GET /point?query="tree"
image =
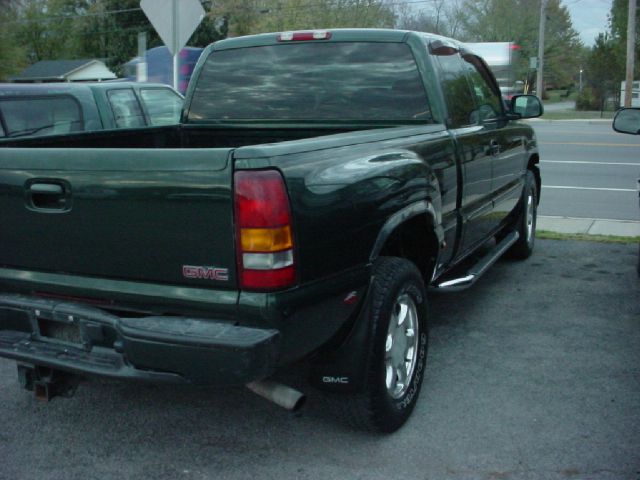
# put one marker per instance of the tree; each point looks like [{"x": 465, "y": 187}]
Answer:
[
  {"x": 12, "y": 54},
  {"x": 604, "y": 65},
  {"x": 618, "y": 31},
  {"x": 442, "y": 17}
]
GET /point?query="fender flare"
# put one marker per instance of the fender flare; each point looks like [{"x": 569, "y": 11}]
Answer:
[{"x": 422, "y": 207}]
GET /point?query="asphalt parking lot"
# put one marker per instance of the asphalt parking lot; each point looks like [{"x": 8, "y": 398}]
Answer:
[{"x": 534, "y": 373}]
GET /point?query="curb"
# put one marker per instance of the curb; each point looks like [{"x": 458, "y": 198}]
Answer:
[{"x": 589, "y": 226}]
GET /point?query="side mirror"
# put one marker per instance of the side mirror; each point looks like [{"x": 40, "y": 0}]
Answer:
[
  {"x": 627, "y": 120},
  {"x": 527, "y": 106}
]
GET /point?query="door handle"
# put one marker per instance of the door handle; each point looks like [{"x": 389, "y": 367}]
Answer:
[
  {"x": 49, "y": 195},
  {"x": 494, "y": 147},
  {"x": 46, "y": 189}
]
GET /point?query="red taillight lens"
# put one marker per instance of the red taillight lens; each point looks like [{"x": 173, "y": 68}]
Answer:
[{"x": 264, "y": 236}]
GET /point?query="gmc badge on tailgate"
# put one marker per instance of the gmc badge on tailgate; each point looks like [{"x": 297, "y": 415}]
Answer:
[{"x": 205, "y": 273}]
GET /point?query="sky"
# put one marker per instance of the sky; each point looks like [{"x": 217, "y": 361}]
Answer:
[{"x": 589, "y": 17}]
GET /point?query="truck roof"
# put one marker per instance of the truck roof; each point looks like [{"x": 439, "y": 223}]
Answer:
[
  {"x": 13, "y": 89},
  {"x": 335, "y": 35}
]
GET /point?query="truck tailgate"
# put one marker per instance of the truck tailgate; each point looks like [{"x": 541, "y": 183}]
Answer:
[{"x": 138, "y": 214}]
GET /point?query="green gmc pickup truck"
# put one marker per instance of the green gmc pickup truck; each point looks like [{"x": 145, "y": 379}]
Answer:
[{"x": 318, "y": 186}]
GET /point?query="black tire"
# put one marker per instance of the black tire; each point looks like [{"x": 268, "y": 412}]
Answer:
[
  {"x": 526, "y": 223},
  {"x": 397, "y": 288}
]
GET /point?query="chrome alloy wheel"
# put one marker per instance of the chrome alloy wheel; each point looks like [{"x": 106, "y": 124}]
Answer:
[
  {"x": 530, "y": 217},
  {"x": 401, "y": 349}
]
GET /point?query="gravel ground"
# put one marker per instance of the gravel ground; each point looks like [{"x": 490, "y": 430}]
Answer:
[{"x": 534, "y": 373}]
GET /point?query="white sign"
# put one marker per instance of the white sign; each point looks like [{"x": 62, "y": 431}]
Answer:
[{"x": 174, "y": 20}]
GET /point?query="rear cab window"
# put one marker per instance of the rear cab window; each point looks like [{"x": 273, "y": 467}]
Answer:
[
  {"x": 41, "y": 115},
  {"x": 338, "y": 82},
  {"x": 126, "y": 109},
  {"x": 163, "y": 105}
]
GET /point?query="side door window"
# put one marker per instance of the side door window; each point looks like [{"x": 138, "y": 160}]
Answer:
[
  {"x": 163, "y": 105},
  {"x": 126, "y": 109},
  {"x": 45, "y": 115},
  {"x": 458, "y": 95},
  {"x": 487, "y": 98}
]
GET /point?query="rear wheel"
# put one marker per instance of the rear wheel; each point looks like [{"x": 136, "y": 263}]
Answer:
[
  {"x": 526, "y": 223},
  {"x": 397, "y": 350}
]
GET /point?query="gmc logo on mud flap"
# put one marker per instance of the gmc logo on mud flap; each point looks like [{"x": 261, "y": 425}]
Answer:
[
  {"x": 205, "y": 273},
  {"x": 344, "y": 380}
]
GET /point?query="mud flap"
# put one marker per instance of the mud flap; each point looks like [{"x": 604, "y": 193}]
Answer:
[{"x": 344, "y": 368}]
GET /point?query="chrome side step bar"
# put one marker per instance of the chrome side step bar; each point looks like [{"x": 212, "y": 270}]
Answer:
[{"x": 461, "y": 283}]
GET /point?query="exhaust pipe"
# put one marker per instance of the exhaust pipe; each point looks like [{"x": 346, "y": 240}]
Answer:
[{"x": 280, "y": 394}]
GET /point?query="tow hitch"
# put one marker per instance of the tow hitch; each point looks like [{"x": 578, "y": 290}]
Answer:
[{"x": 47, "y": 383}]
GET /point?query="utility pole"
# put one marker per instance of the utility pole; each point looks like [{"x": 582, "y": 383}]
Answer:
[
  {"x": 543, "y": 21},
  {"x": 631, "y": 42}
]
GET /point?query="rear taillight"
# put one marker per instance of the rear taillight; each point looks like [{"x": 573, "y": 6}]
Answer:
[{"x": 264, "y": 236}]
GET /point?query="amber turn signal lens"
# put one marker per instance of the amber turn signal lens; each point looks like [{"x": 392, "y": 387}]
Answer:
[{"x": 266, "y": 239}]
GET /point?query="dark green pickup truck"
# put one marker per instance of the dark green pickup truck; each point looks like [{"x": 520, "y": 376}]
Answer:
[{"x": 319, "y": 184}]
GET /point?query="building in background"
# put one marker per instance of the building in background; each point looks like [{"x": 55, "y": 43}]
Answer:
[
  {"x": 635, "y": 93},
  {"x": 87, "y": 70}
]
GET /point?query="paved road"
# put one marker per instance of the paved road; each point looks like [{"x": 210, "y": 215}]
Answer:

-=-=-=-=-

- _Exercise prompt_
Every line is to be duplicated exactly, though pictures stay out.

- _Full response_
GET /point?query="tree"
image =
# put one marker per instance of the tree; each point looks like [{"x": 465, "y": 187}]
Answer:
[
  {"x": 12, "y": 54},
  {"x": 604, "y": 65},
  {"x": 618, "y": 31},
  {"x": 442, "y": 17}
]
GET /point?query="fender flare"
# put one marker per instance of the fender flare; each point looks like [{"x": 569, "y": 11}]
Answer:
[{"x": 422, "y": 207}]
GET /point?query="asphalt parking lot"
# put one marker per instance of the asphalt parking lot; each point looks like [{"x": 8, "y": 398}]
Answer:
[{"x": 534, "y": 373}]
GET /point?query="curb"
# put one marker per instance of the curb; each point looks like [{"x": 458, "y": 198}]
Answer:
[{"x": 589, "y": 226}]
GET /point?query="side mirror"
# put one marker per instance of the side mirror; each point looks like [{"x": 40, "y": 0}]
Answer:
[
  {"x": 627, "y": 120},
  {"x": 527, "y": 106}
]
GET /point?query="door handle"
# put one marker per instance of the door handle; each point looks like [{"x": 389, "y": 367}]
Answer:
[
  {"x": 49, "y": 195},
  {"x": 494, "y": 147},
  {"x": 46, "y": 189}
]
GET /point?query="red taillight lens"
# put one marker per instance of the red taillight lens; each point looks like [{"x": 173, "y": 68}]
Answer:
[{"x": 264, "y": 236}]
GET /point?query="gmc badge on tailgate"
# put one marker per instance of the gmc badge on tailgate; each point looks like [{"x": 297, "y": 415}]
Answer:
[{"x": 205, "y": 273}]
GET /point?query="sky"
# put one marker per instance of the sky; each point looks like [{"x": 217, "y": 361}]
Answer:
[{"x": 589, "y": 17}]
GET /point?query="truck roof"
# put one marker per instance of the truck roof; each point looks like [{"x": 439, "y": 223}]
Answer:
[
  {"x": 13, "y": 89},
  {"x": 335, "y": 35}
]
GET /point?query="truck tailgate"
# put one marker per instance of the truck tailgate; each point looks like [{"x": 541, "y": 183}]
Answer:
[{"x": 138, "y": 214}]
GET /point?query="green gmc pickup truck"
# put one marker per instance of the green gmc pickup truck; each point looks like [{"x": 145, "y": 379}]
Answer:
[{"x": 318, "y": 186}]
GET /point?query="black tire"
# put one marker per instance of the black tire; each point looks like [{"x": 268, "y": 412}]
Answer:
[
  {"x": 526, "y": 223},
  {"x": 397, "y": 288}
]
GET /point?query="chrome alloy wheel"
# put one marker per instance of the chrome alloy wheel; each point looks like [{"x": 106, "y": 124}]
Answer:
[
  {"x": 530, "y": 217},
  {"x": 401, "y": 349}
]
GET /point?query="gravel ground"
# put one marker per instance of the gravel ground; each point looks like [{"x": 490, "y": 430}]
Answer:
[{"x": 534, "y": 373}]
GET /point?query="white sign"
# put one marker per instance of the white sign; each point looks like [{"x": 62, "y": 431}]
Answer:
[{"x": 174, "y": 20}]
GET /point?query="rear cab window"
# put one marker per instance of the rear cab window; each point looks like [{"x": 273, "y": 467}]
Answer:
[
  {"x": 41, "y": 115},
  {"x": 338, "y": 82},
  {"x": 126, "y": 109},
  {"x": 163, "y": 105}
]
GET /point?query="side door window"
# put one marker per instance of the side door window; each point looks like [{"x": 138, "y": 160}]
Answer:
[
  {"x": 163, "y": 105},
  {"x": 126, "y": 109},
  {"x": 45, "y": 115},
  {"x": 458, "y": 95},
  {"x": 487, "y": 98}
]
GET /point?query="rear wheel"
# put one marker per instance of the rear wheel; each point looks like [{"x": 136, "y": 263}]
Answer:
[
  {"x": 526, "y": 223},
  {"x": 397, "y": 350}
]
GET /point?query="gmc logo on mud flap"
# put one marker per instance of the gmc logo on mud flap; each point looks like [{"x": 261, "y": 425}]
Answer:
[
  {"x": 205, "y": 273},
  {"x": 344, "y": 380}
]
GET /point?query="mud flap"
# put one marker per instance of the mud flap; each point looks like [{"x": 604, "y": 193}]
Answer:
[{"x": 344, "y": 368}]
GET /point?query="chrome side step bar"
# put one marker per instance of the chrome side step bar; each point looks like [{"x": 212, "y": 270}]
Answer:
[{"x": 461, "y": 283}]
GET /point?query="exhaust pipe"
# put one marker per instance of the exhaust pipe; each point looks like [{"x": 346, "y": 240}]
Answer:
[{"x": 280, "y": 394}]
GET /point?query="tow hitch"
# put one marker per instance of the tow hitch; each point looks like [{"x": 578, "y": 290}]
Answer:
[{"x": 47, "y": 383}]
GET /point?query="utility pole"
# put one marker per instance of the utility pole; each point looks like [{"x": 582, "y": 383}]
Answer:
[
  {"x": 543, "y": 21},
  {"x": 631, "y": 42}
]
GET /point?query="rear taillight"
# put one marker per instance of the rear taillight; each point looks like [{"x": 573, "y": 6}]
Answer:
[{"x": 264, "y": 236}]
GET /point?query="amber turn signal lens"
# put one marker per instance of the amber turn signal lens; each point looks like [{"x": 392, "y": 387}]
Answer:
[{"x": 266, "y": 239}]
GET /point?query="dark green pickup truck"
# put one marker per instance of the dark green pickup truck; each point looks like [{"x": 520, "y": 376}]
Answer:
[{"x": 319, "y": 184}]
GET /point?query="building in background"
# put one marker per instance of the building in background; each point looks like [{"x": 55, "y": 43}]
Answer:
[
  {"x": 635, "y": 93},
  {"x": 87, "y": 70}
]
GET /point?query="paved road"
# put one marker per instance of the paved road; each point looks like [{"x": 210, "y": 215}]
Answer:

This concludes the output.